▶ [REQUEST]
Skip every picture and transcribe the remaining material exactly.

▶ [INFORMATION SHOWN]
▼▼▼

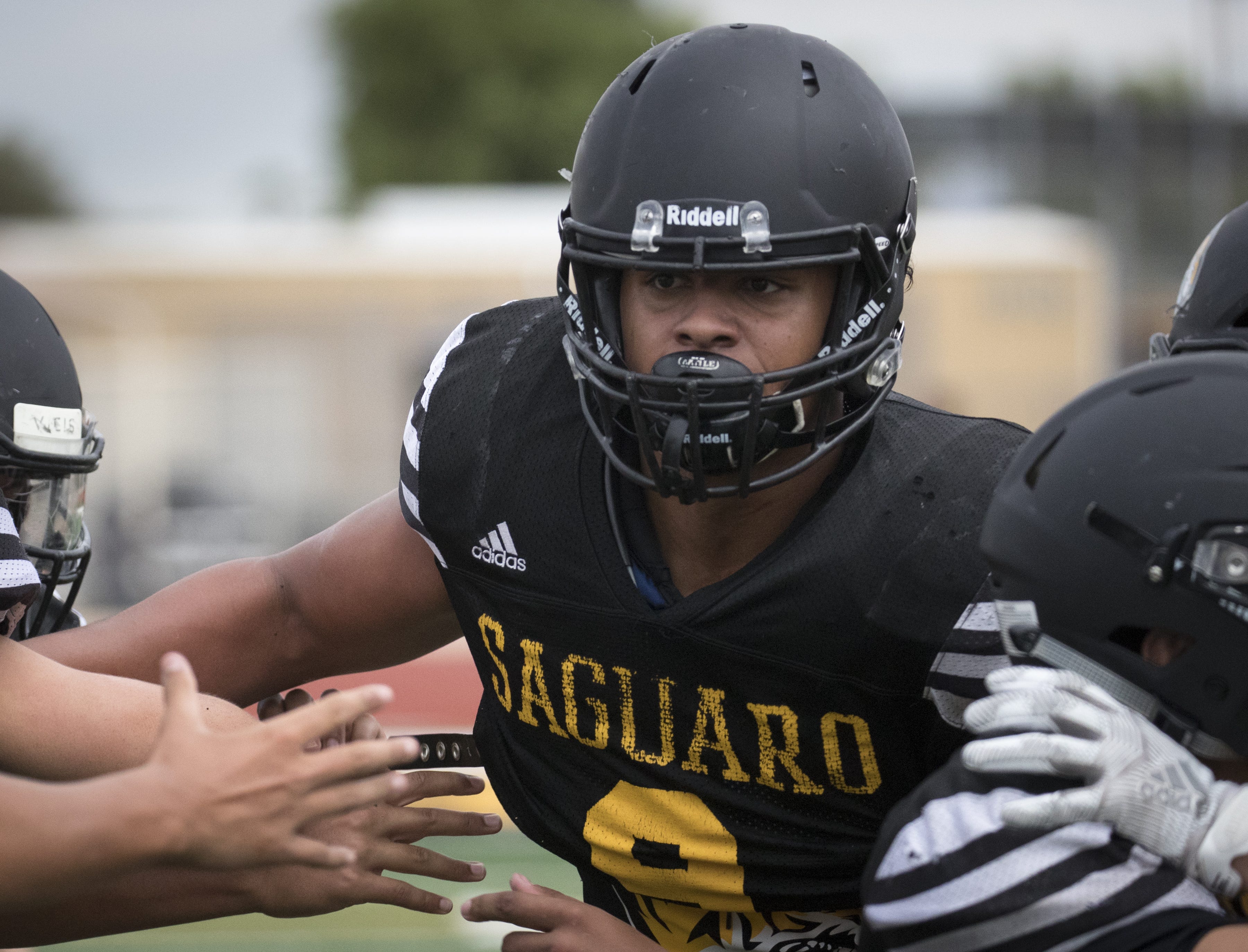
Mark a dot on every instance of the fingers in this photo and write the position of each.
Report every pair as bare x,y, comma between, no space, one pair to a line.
366,727
412,824
344,798
181,692
318,720
307,851
1052,810
1033,678
420,861
339,735
440,783
1049,754
520,883
270,707
396,892
1039,709
521,909
360,760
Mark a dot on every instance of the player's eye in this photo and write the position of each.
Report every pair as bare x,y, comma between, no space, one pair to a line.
759,285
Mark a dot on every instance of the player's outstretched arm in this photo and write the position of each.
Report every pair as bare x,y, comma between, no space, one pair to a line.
562,924
1136,779
204,799
364,594
381,835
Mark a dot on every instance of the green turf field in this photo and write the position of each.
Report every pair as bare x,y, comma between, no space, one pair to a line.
376,929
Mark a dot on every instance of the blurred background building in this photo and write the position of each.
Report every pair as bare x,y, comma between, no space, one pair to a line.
255,222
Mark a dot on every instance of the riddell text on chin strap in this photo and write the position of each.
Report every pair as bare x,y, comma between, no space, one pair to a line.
445,750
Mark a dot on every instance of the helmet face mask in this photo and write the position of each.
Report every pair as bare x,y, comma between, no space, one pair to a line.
48,447
1127,515
665,130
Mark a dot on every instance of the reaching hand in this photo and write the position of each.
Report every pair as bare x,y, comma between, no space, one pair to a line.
245,798
381,838
1136,779
366,727
563,924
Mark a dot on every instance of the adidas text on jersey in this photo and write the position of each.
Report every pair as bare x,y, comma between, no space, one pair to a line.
496,548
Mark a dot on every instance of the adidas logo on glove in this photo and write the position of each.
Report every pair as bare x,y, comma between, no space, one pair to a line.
497,548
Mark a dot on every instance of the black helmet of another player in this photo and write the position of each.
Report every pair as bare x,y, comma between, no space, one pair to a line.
48,446
1127,513
1211,312
742,148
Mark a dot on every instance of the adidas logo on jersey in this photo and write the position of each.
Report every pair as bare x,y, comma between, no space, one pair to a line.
497,548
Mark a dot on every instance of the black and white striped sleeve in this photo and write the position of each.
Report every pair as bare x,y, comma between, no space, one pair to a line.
950,876
410,460
971,652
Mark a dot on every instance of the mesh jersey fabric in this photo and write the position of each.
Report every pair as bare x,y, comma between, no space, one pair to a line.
948,875
717,769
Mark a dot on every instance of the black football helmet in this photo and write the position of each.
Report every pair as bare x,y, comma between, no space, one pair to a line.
1127,512
1211,312
48,446
742,148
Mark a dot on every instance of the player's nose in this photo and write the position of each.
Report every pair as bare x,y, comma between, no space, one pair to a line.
708,325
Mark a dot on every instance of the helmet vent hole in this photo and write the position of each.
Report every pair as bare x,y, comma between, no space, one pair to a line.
641,78
1033,476
1129,637
809,80
1159,386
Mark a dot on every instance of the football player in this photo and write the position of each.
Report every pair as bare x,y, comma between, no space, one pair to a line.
702,552
1115,542
114,853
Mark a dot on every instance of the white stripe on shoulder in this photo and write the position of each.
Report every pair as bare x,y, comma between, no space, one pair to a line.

▲▲▲

▶ [THE REPLY]
Mark a dot on every instance of the fingers in this photo and write the position of each.
Report every pair as bare x,y, comma between, no space, one pair to a line.
366,727
412,824
344,798
181,692
318,720
307,851
1052,810
1033,678
420,861
339,735
440,783
1049,754
520,883
270,707
396,892
1039,709
521,909
360,760
Mark a dot on every instance of the player's eye in this photo and write the position of each.
Report every pair as bare x,y, comma between, no space, one pair to a line.
759,285
Mark a dot on every instance of the player's outstretched arm in this photo and write the position of each.
Report every pair as bare x,y, comma between, no space, one pair to a line.
562,924
1136,779
204,799
364,594
381,835
Mark a dot on every instance of the green turf field in this photo and write the position of each.
Report every pair as bare x,y, comma between, no space, one pair to a line.
376,929
Mark a dot on every instance of the blurred background building in this photo and write the position of each.
Report every pair as bare x,y, comma between, no space, one pair to a line.
255,222
Mark a dot on every instance of the riddell text on chin strap in this photo and write the position of each.
Report every pair as bare x,y, comma between, no space, one pair to a line.
445,750
Mark a dot on every instance of the helmet face mask in this photo and write the position of each.
Report every pair as bare x,y, comma between, no space, one pair to a line.
48,447
1127,515
665,130
Mark a dot on every instance of the reaching hand in this photo and write the position of each.
Report every pair as bare x,y, comma between, no space, one pair to a line.
245,798
381,838
1136,779
366,727
563,924
Mark a dot on every instance of the adidas text on jersey in this photo and write the position of each.
Report every pair as bare x,y, comma between, no space, one pair to a line.
496,548
Mark a dot on every instance of the adidas logo on glove in this photo and write the position of each.
Report every pair as bare x,y, comma between, no space, one pair to a line.
497,548
Mark a dot on every instance of the black helmet of another player in this photo and write the position of each.
Report every pair as bare x,y, comma between, no space, one pair to a line.
48,446
1127,513
1211,312
742,148
Mark a dot on every instance of the adidas logo on jersey in this photo and write the position of each.
Report every pair as bare x,y, comma between, no space, one pair to a line.
497,548
Mark a dot on every instance of the black and white striped sleeve in this photo and write the position of each.
Report every pair as bare x,y, comma between, no space, one pair to a line.
950,876
410,460
971,652
Mark a dot on every instance of the mesh jersey fabric in this photo and write the position of each.
Report every pair as bare x,y, comma between, no space, one pair to a line.
948,875
717,769
Mark a dot on every instance of the black football helmet in this photo and write the position of each.
Report every pair as bare x,y, comma between, no space, one pair to a line.
1127,512
1211,312
48,446
742,148
Mark a dot on every instance of the player's nose in this photo and write the position of each.
Report every pair as bare x,y, comma between, no space, one pair to a line.
708,325
Mark a dot on every instance of the helmet vent hole in this photo and write the position of each.
Report every pair as bare x,y, comma between, no space, one pair to a line.
641,78
1033,476
1129,637
809,80
1159,386
Mark a dot on every instance of the football player in this photo and write the position of each.
Report every pair as bare x,y, comma between, no space, one pair to a line.
702,552
1115,542
114,853
Mark a dot on every instance of the white stripe on shoulder in this photo and write the position of each.
Report every pair as bare x,y, comma between, no space, one pair to a line.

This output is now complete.